-- Task requirements --
Using the blog post about leaving the Desteni I Pro Process, explain in one to three sentences why the writer gave no reason for walking away.
-------- Excerpted text --------
A year ago I walked out of the Desteni I Pro Process without giving or telling any reason.
I did not told my Buddy anything. She was supporting me weekly and when she had other appointments she informed me and then we rescheduled our weekly chats and spoke about the lessons. She supported me with my questions. A year ago, in the period I stopped with walking the Pro, again on a daily base I started drinking alcohol. In this period with the support of my Buddy I was walking lesson seven of the DIP Pro. A couple months ago I asked Desteni to start walking proces again. Which I will from today with lesson seven of the DIP Pro.
But what I realized in the mean time, since my first request starting proces again I wrote at least 25 blogs. I realized this pattern: walking away and leaving people behind and they don’t know the reason why. I have and wants to make them apologies.
So I apologize that I walked away, after the support you gave me, without telling you anything and giving no reason at all. Because It didn’t feel bad about it. Nothing really bothers me in that period. Life, the reason why I wanted to be here on this earth. It did not any matter at all to me. So why would I had to give any reasons where I had no reasons to life for? I could only give the reason that I had no reason to life for.
-------- Data provided --------
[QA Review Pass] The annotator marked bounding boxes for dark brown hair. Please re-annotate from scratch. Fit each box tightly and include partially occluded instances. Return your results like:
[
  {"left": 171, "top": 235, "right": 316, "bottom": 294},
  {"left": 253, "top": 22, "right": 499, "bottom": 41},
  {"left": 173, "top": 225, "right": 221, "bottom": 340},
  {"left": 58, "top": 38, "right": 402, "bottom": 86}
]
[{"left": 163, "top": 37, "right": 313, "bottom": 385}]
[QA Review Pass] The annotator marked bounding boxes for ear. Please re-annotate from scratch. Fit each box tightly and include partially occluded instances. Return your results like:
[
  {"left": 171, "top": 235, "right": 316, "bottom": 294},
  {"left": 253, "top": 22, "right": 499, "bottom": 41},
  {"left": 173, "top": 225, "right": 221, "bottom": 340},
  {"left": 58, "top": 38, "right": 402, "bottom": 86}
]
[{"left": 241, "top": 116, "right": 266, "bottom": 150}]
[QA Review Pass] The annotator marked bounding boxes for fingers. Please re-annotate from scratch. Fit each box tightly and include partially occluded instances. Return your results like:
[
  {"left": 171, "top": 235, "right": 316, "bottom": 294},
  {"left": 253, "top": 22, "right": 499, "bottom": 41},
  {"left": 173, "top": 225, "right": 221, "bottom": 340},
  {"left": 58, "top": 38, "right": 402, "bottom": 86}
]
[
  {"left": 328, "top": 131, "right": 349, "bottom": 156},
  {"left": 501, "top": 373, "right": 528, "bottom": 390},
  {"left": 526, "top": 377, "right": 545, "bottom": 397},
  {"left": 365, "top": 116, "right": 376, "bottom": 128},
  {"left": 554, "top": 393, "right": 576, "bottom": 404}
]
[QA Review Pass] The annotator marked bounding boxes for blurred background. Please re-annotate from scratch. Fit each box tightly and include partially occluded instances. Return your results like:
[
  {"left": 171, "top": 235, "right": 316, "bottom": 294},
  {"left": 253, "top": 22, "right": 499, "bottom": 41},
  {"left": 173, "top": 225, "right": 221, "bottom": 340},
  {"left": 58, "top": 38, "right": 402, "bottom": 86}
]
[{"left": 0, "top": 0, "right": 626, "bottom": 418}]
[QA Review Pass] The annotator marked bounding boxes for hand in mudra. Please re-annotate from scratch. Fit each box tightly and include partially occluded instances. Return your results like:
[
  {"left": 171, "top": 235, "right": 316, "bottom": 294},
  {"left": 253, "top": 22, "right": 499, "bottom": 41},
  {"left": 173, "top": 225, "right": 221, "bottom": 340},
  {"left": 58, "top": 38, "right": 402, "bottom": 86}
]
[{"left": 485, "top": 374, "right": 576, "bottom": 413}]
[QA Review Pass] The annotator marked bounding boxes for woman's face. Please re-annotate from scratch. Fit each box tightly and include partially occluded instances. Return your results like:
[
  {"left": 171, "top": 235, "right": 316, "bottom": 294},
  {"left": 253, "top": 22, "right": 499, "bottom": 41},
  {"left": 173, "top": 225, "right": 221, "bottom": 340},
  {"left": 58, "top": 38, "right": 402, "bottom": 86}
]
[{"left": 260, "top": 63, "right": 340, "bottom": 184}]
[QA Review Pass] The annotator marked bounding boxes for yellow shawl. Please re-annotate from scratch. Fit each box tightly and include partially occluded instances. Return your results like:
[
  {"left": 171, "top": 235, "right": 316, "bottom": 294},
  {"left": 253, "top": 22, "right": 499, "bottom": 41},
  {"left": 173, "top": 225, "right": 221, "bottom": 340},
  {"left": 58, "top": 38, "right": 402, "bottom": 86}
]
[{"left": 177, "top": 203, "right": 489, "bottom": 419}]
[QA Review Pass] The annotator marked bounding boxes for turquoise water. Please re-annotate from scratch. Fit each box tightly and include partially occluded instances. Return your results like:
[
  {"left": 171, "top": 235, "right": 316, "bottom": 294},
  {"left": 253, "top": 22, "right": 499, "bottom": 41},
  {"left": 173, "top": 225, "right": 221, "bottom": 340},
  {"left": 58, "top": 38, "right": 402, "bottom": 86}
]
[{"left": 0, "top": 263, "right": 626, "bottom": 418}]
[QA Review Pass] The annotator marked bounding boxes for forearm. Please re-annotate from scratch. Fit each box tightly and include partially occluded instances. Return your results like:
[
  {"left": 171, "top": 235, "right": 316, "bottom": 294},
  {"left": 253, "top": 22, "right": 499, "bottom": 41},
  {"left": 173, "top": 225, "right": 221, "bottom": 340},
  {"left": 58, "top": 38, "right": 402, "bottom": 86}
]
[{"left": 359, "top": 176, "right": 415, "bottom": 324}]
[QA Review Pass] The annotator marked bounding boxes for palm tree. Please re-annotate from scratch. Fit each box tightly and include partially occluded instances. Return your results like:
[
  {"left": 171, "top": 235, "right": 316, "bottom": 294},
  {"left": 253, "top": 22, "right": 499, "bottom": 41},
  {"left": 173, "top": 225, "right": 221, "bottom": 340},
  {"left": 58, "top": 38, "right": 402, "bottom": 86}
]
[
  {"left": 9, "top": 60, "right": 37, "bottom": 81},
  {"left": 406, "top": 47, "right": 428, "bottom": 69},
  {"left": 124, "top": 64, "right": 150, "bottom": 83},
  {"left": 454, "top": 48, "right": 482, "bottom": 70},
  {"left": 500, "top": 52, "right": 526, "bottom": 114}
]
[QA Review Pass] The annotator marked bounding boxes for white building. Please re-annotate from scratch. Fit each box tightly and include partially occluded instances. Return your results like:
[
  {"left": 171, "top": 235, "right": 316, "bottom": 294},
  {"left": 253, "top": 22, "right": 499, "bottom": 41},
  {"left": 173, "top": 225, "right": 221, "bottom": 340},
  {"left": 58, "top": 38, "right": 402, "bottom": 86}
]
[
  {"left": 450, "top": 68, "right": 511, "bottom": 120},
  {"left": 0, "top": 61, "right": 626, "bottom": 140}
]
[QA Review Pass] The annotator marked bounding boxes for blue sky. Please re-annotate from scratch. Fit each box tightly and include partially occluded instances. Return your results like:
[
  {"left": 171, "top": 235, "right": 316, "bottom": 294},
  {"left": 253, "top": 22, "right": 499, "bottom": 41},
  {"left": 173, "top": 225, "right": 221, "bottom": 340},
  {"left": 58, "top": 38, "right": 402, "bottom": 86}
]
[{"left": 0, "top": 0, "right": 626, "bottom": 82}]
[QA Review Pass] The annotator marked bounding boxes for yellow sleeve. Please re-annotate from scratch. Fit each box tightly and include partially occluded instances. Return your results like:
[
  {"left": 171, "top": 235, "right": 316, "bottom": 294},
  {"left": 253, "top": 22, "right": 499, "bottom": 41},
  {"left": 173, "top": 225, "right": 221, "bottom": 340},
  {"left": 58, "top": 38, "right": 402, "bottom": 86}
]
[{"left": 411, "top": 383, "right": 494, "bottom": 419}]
--------
-- Result of the task --
The writer did not feel bad about leaving, because nothing really bothered the writer in that period. Life itself did not matter at all, so with no reason to live for, the writer had no reasons to give.